- [JOB]: Print all the data, keeping every line exactly as it is.

- [INFORMATION PROVIDED]:
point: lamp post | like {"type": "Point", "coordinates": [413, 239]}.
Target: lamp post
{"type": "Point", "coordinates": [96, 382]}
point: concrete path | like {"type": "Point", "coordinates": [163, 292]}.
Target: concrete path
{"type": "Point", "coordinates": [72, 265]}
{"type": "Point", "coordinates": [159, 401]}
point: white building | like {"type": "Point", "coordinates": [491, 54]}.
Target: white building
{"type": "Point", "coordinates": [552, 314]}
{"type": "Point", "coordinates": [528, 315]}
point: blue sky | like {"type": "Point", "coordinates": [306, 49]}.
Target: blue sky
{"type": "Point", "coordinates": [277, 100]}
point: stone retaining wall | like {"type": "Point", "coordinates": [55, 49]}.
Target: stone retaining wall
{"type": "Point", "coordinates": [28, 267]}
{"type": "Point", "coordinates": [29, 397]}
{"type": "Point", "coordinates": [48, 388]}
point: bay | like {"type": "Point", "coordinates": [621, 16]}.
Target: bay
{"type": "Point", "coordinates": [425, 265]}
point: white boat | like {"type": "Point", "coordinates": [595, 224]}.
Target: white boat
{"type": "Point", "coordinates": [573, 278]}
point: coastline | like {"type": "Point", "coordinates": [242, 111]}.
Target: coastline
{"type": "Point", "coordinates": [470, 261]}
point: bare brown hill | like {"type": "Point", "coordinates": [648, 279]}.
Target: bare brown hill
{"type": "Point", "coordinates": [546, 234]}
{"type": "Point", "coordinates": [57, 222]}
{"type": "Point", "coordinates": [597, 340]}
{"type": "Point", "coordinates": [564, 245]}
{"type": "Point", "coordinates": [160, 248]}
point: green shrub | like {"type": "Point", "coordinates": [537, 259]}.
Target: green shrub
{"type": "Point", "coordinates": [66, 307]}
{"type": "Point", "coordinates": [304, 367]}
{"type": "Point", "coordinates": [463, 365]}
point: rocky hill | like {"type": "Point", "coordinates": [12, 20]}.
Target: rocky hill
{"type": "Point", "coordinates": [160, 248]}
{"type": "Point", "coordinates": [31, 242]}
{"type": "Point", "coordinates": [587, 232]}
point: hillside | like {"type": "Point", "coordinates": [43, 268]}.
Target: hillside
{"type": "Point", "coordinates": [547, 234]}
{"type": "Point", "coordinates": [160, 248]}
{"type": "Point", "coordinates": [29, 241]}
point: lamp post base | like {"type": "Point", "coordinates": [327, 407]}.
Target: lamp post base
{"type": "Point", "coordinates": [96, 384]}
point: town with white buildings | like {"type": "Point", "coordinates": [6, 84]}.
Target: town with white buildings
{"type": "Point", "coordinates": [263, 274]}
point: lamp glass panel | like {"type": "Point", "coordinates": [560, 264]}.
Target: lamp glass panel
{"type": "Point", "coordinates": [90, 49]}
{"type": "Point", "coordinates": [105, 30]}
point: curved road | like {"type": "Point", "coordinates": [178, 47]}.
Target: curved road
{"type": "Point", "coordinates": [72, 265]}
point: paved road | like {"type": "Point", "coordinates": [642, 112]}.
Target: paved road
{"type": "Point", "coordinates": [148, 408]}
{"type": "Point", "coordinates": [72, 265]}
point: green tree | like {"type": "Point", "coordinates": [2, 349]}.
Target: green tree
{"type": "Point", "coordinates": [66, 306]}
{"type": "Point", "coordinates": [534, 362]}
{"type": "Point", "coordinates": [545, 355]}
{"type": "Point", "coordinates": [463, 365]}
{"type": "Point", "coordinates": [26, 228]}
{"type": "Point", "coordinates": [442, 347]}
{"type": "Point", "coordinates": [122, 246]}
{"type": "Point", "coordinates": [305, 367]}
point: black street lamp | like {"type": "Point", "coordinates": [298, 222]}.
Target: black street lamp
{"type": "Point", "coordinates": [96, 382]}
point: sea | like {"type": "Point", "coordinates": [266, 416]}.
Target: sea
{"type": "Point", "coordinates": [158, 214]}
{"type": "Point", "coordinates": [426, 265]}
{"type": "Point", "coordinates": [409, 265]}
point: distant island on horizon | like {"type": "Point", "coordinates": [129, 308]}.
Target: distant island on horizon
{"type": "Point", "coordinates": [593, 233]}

- [THE REPLY]:
point: lamp post | like {"type": "Point", "coordinates": [413, 239]}.
Target: lamp post
{"type": "Point", "coordinates": [96, 382]}
point: concrete path | like {"type": "Point", "coordinates": [163, 292]}.
Target: concrete path
{"type": "Point", "coordinates": [72, 265]}
{"type": "Point", "coordinates": [159, 401]}
point: white building | like {"type": "Point", "coordinates": [491, 54]}.
Target: white building
{"type": "Point", "coordinates": [552, 314]}
{"type": "Point", "coordinates": [528, 315]}
point: blue sky | like {"type": "Point", "coordinates": [306, 49]}.
Target: blue sky
{"type": "Point", "coordinates": [277, 100]}
point: stone retaining wall | like {"type": "Point", "coordinates": [55, 49]}.
Target: stone retaining wall
{"type": "Point", "coordinates": [28, 267]}
{"type": "Point", "coordinates": [29, 397]}
{"type": "Point", "coordinates": [48, 388]}
point: bay | like {"type": "Point", "coordinates": [621, 16]}.
Target: bay
{"type": "Point", "coordinates": [425, 265]}
point: white boat | like {"type": "Point", "coordinates": [595, 224]}.
Target: white boat
{"type": "Point", "coordinates": [573, 278]}
point: coastline | like {"type": "Point", "coordinates": [242, 111]}.
Target: coastline
{"type": "Point", "coordinates": [470, 261]}
point: bare brown hill | like {"type": "Point", "coordinates": [648, 279]}.
Target: bare brown hill
{"type": "Point", "coordinates": [546, 234]}
{"type": "Point", "coordinates": [57, 222]}
{"type": "Point", "coordinates": [597, 340]}
{"type": "Point", "coordinates": [564, 245]}
{"type": "Point", "coordinates": [160, 248]}
point: green shrub | like {"type": "Point", "coordinates": [537, 259]}.
Target: green shrub
{"type": "Point", "coordinates": [66, 307]}
{"type": "Point", "coordinates": [304, 367]}
{"type": "Point", "coordinates": [463, 365]}
point: rocky hill | like {"type": "Point", "coordinates": [12, 20]}.
Target: rocky hill
{"type": "Point", "coordinates": [160, 248]}
{"type": "Point", "coordinates": [31, 242]}
{"type": "Point", "coordinates": [587, 232]}
point: hillside | like {"type": "Point", "coordinates": [43, 268]}.
Target: hillside
{"type": "Point", "coordinates": [547, 234]}
{"type": "Point", "coordinates": [160, 248]}
{"type": "Point", "coordinates": [29, 241]}
point: lamp post base | like {"type": "Point", "coordinates": [327, 407]}.
Target: lamp post base
{"type": "Point", "coordinates": [96, 384]}
point: town with white buildings | like {"type": "Point", "coordinates": [6, 84]}.
Target: town with white buildings
{"type": "Point", "coordinates": [263, 274]}
point: lamp glass panel | like {"type": "Point", "coordinates": [560, 264]}.
Target: lamp glass panel
{"type": "Point", "coordinates": [90, 49]}
{"type": "Point", "coordinates": [105, 30]}
point: curved road | like {"type": "Point", "coordinates": [178, 47]}.
Target: curved road
{"type": "Point", "coordinates": [72, 265]}
point: paved road | like {"type": "Point", "coordinates": [642, 112]}.
Target: paved road
{"type": "Point", "coordinates": [148, 408]}
{"type": "Point", "coordinates": [72, 265]}
point: green tree | like {"type": "Point", "coordinates": [2, 349]}.
Target: green tree
{"type": "Point", "coordinates": [66, 306]}
{"type": "Point", "coordinates": [534, 362]}
{"type": "Point", "coordinates": [545, 355]}
{"type": "Point", "coordinates": [463, 365]}
{"type": "Point", "coordinates": [26, 228]}
{"type": "Point", "coordinates": [442, 347]}
{"type": "Point", "coordinates": [122, 246]}
{"type": "Point", "coordinates": [305, 367]}
point: black street lamp | like {"type": "Point", "coordinates": [298, 222]}.
Target: black street lamp
{"type": "Point", "coordinates": [96, 382]}
point: sea | like {"type": "Point", "coordinates": [266, 416]}.
Target: sea
{"type": "Point", "coordinates": [158, 214]}
{"type": "Point", "coordinates": [426, 265]}
{"type": "Point", "coordinates": [409, 265]}
point: distant island on horizon | like {"type": "Point", "coordinates": [129, 308]}.
Target: distant island on horizon
{"type": "Point", "coordinates": [593, 233]}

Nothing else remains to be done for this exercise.